Render every line of the listing below as a numbered list, leaving out any blank lines.

**RECORD EXCERPTS:**
((
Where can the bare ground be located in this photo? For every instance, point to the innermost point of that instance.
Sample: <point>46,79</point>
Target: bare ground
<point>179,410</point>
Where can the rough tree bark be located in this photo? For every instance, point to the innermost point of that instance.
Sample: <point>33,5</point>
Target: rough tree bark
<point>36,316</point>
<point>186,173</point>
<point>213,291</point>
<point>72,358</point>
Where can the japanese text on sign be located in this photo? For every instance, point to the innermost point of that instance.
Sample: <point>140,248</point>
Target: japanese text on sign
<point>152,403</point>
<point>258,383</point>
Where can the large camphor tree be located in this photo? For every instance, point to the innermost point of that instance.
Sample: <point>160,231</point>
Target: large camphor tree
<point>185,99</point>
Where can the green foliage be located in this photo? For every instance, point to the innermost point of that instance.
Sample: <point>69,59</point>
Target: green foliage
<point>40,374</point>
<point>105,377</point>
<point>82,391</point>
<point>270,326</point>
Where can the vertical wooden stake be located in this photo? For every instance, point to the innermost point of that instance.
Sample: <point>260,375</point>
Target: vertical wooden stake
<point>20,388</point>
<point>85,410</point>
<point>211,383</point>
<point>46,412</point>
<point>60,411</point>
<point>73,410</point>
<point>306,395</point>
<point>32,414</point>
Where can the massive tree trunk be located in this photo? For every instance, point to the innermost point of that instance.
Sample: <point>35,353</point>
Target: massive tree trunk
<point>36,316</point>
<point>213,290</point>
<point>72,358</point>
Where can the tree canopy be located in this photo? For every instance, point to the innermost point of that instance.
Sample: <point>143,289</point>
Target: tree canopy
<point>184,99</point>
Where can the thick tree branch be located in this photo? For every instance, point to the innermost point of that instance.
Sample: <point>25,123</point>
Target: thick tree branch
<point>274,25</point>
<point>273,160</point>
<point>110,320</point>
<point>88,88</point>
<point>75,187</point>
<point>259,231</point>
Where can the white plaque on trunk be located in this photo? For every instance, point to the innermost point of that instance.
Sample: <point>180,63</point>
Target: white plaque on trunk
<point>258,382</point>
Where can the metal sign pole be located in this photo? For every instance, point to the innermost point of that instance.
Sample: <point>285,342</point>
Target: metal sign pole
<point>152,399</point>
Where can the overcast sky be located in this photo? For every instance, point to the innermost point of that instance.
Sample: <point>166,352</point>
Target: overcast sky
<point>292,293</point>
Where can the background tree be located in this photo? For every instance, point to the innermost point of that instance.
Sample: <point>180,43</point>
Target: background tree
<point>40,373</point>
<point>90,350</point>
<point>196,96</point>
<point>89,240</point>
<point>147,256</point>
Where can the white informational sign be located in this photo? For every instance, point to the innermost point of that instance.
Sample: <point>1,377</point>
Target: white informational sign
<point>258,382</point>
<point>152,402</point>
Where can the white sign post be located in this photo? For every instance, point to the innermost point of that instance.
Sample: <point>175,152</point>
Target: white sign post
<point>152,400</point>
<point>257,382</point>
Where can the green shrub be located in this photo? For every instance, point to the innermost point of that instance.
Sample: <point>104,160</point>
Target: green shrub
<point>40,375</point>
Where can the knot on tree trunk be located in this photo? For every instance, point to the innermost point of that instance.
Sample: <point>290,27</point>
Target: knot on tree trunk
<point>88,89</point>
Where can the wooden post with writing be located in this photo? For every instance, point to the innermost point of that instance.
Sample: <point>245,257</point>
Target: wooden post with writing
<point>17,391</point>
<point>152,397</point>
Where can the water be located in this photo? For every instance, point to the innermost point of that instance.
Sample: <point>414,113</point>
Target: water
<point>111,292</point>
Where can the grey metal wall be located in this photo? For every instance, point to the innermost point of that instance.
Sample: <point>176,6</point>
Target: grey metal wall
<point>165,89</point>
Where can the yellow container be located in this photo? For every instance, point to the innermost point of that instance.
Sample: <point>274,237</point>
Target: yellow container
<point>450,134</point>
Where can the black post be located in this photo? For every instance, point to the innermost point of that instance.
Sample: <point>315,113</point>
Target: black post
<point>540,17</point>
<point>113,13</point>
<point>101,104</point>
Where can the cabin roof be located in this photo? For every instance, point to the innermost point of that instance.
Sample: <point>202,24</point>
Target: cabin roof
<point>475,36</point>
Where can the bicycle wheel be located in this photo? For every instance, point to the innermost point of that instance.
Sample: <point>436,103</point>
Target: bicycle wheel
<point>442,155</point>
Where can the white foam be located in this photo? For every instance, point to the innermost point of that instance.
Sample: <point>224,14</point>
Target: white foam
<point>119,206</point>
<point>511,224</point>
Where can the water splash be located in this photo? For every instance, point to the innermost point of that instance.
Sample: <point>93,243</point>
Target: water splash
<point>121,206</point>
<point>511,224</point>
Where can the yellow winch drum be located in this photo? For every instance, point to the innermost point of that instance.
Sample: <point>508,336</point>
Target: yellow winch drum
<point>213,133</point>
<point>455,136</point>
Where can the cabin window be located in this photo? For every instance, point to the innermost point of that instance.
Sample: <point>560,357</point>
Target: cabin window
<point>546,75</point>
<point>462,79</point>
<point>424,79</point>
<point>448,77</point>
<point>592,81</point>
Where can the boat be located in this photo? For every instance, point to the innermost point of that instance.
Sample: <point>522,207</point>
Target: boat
))
**SOLVED EXERCISE:**
1. Where can the bare ground be located in this photo? For every instance, point to the innermost point of that instance.
2. Sample: <point>46,79</point>
3. Target: bare ground
4. <point>179,410</point>
5. Where can the rough tree bark be located in this photo? For every instance, point to the innermost point of that instance.
6. Sample: <point>33,5</point>
7. Target: rough tree bark
8. <point>36,316</point>
9. <point>186,173</point>
10. <point>213,291</point>
11. <point>72,358</point>
12. Where can the japanese text on sign be located in this photo? For every instance, point to the innermost point of that instance.
13. Sample: <point>140,248</point>
14. Target: japanese text on sign
15. <point>152,403</point>
16. <point>258,383</point>
17. Where can the large camphor tree be located in this photo? For every instance, point to the innermost point of that instance.
18. Sample: <point>160,231</point>
19. Target: large camphor tree
20. <point>185,99</point>
21. Where can the green foliage be located in this photo? For every instance, point to the innermost point of that instance.
22. Sample: <point>69,59</point>
23. Target: green foliage
24. <point>40,374</point>
25. <point>105,377</point>
26. <point>82,391</point>
27. <point>270,326</point>
28. Where can the vertical wooden stake be located in this photo? For every instance, point to the innermost point of that instance.
29. Sample: <point>260,375</point>
30. Target: vertical wooden stake
31. <point>20,388</point>
32. <point>85,410</point>
33. <point>211,383</point>
34. <point>46,412</point>
35. <point>60,411</point>
36. <point>73,410</point>
37. <point>306,395</point>
38. <point>32,414</point>
39. Where can the massive tree trunk be located in this photo? For every instance, point to the innermost point of that instance.
40. Sample: <point>35,353</point>
41. Target: massive tree trunk
42. <point>36,316</point>
43. <point>213,290</point>
44. <point>72,358</point>
45. Where can the tree canopy be located in this photo? For every instance, point to the innermost point of that instance.
46. Sample: <point>143,289</point>
47. Target: tree canopy
48. <point>184,99</point>
49. Where can the thick tree branch be located in this photo? For every instance, point to the innermost point of that instance.
50. Sample: <point>25,123</point>
51. Target: thick tree branch
52. <point>274,25</point>
53. <point>273,160</point>
54. <point>110,320</point>
55. <point>88,88</point>
56. <point>75,187</point>
57. <point>259,231</point>
58. Where can the white plaque on trunk be located in this photo? For every instance, point to the innermost point of that instance.
59. Sample: <point>180,63</point>
60. Target: white plaque on trunk
61. <point>258,382</point>
62. Where can the metal sign pole be located in this photo? For every instance, point to the innermost point of that instance.
63. Sample: <point>285,342</point>
64. Target: metal sign pole
65. <point>152,399</point>
66. Where can the overcast sky be located in this photo? For every instance, point to the innermost point of that instance.
67. Sample: <point>166,352</point>
68. Target: overcast sky
69. <point>292,293</point>
70. Where can the background tree be located in this photo? For every instance, point to the innermost point of that instance.
71. Sample: <point>180,43</point>
72. Target: background tree
73. <point>40,373</point>
74. <point>90,350</point>
75. <point>196,96</point>
76. <point>89,240</point>
77. <point>147,256</point>
78. Where can the white informational sign be located in this photo? For every instance, point to the innermost point of that instance.
79. Sample: <point>1,377</point>
80. Target: white informational sign
81. <point>258,382</point>
82. <point>152,402</point>
83. Where can the white sign post be located in this photo? For every instance, point to the innermost point of that instance.
84. Sample: <point>175,152</point>
85. Target: white sign post
86. <point>152,400</point>
87. <point>257,382</point>
88. Where can the green shrub be located in this photo? For every instance, point to the innermost point of that instance.
89. Sample: <point>104,160</point>
90. Target: green shrub
91. <point>40,375</point>
92. Where can the knot on tree trunk be located in this photo? For every instance, point to the innermost point of that instance.
93. Sample: <point>290,27</point>
94. Target: knot on tree trunk
95. <point>88,89</point>
96. Where can the wooden post with writing be located in this photo? For every instance, point to the innermost point of that instance.
97. Sample: <point>245,257</point>
98. Target: wooden post with writing
99. <point>17,391</point>
100. <point>152,397</point>
101. Where can the water be located in this photo? For every instance, point to the innermost point of that instance.
102. Sample: <point>414,113</point>
103. Target: water
104. <point>111,292</point>
105. Where can the grey metal wall be located in this photo? For every instance, point to the innermost point of that instance.
106. Sample: <point>176,6</point>
107. Target: grey metal wall
108. <point>165,89</point>
109. Where can the yellow container be located in this photo? For every instance, point to the innermost point of that instance.
110. Sample: <point>274,237</point>
111. Target: yellow container
112. <point>450,134</point>
113. Where can the black post be located in this photo? For every instance, point to the innermost point of that instance.
114. Sample: <point>315,113</point>
115. Target: black post
116. <point>540,17</point>
117. <point>113,13</point>
118. <point>101,104</point>
119. Where can the cabin roof be located in this photo? For every instance, point to the innermost point of that instance.
120. Sample: <point>202,24</point>
121. Target: cabin roof
122. <point>475,36</point>
123. Where can the bicycle wheel be located in this photo? For every instance, point to the innermost point of that instance.
124. Sample: <point>436,103</point>
125. Target: bicycle wheel
126. <point>442,155</point>
127. Where can the white foam be located in this photo? For every instance, point to the innermost point of that instance.
128. Sample: <point>224,14</point>
129. Target: white foam
130. <point>119,206</point>
131. <point>511,224</point>
132. Where can the water splash be located in this photo? For every instance, point to the innermost point of that instance.
133. Sample: <point>93,243</point>
134. Target: water splash
135. <point>121,206</point>
136. <point>511,224</point>
137. Where can the yellow winch drum be located in this photo? For every instance, point to the innermost point of that instance.
138. Sample: <point>508,336</point>
139. Target: yellow winch drum
140. <point>213,133</point>
141. <point>455,136</point>
142. Where can the cabin window be located in this photo? For every instance, point to the innermost point of that instance.
143. Sample: <point>560,357</point>
144. Target: cabin window
145. <point>546,75</point>
146. <point>462,79</point>
147. <point>424,79</point>
148. <point>448,77</point>
149. <point>592,81</point>
150. Where can the boat be located in this photo? For every instance, point to the innermost point of that instance.
151. Sample: <point>522,207</point>
152. Target: boat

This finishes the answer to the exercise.